** Extracted records **
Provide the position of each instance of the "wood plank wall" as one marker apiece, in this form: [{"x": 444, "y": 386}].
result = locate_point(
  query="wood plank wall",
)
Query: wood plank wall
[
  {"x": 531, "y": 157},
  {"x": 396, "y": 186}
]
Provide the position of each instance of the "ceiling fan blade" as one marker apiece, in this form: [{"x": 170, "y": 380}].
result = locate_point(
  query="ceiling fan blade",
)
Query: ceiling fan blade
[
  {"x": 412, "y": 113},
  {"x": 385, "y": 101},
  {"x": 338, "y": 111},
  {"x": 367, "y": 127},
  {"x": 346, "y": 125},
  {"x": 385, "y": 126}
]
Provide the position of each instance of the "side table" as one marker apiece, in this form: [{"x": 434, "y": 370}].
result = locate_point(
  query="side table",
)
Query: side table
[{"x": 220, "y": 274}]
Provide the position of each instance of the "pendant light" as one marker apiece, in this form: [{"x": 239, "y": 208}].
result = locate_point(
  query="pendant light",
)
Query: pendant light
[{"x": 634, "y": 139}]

** Exercise **
Reproduce all of the lines above word for word.

** Output below **
Provide the position of each instance of the "wood plank wall" as one marker apiece, in this form: [{"x": 444, "y": 386}].
result = locate_point(
  query="wood plank wall",
)
Query: wood plank wall
[
  {"x": 531, "y": 157},
  {"x": 396, "y": 186}
]
Provide the position of each instance of the "ceiling fan blade" as one marker apiece, in this form: [{"x": 170, "y": 380}].
result = locate_point(
  query="ceiling fan blade",
)
Query: ceiling fan blade
[
  {"x": 412, "y": 113},
  {"x": 385, "y": 101},
  {"x": 338, "y": 111},
  {"x": 367, "y": 127},
  {"x": 346, "y": 125},
  {"x": 385, "y": 126}
]
Provide the position of each instance of the "side table" as one marker apiece, in this form: [{"x": 434, "y": 370}].
result = locate_point(
  query="side table",
)
Query: side table
[{"x": 220, "y": 274}]
Provide the position of each instance of the "pendant light" as one marker apiece, in this form: [{"x": 239, "y": 208}].
result = locate_point(
  query="pendant light",
)
Query: pendant light
[{"x": 634, "y": 139}]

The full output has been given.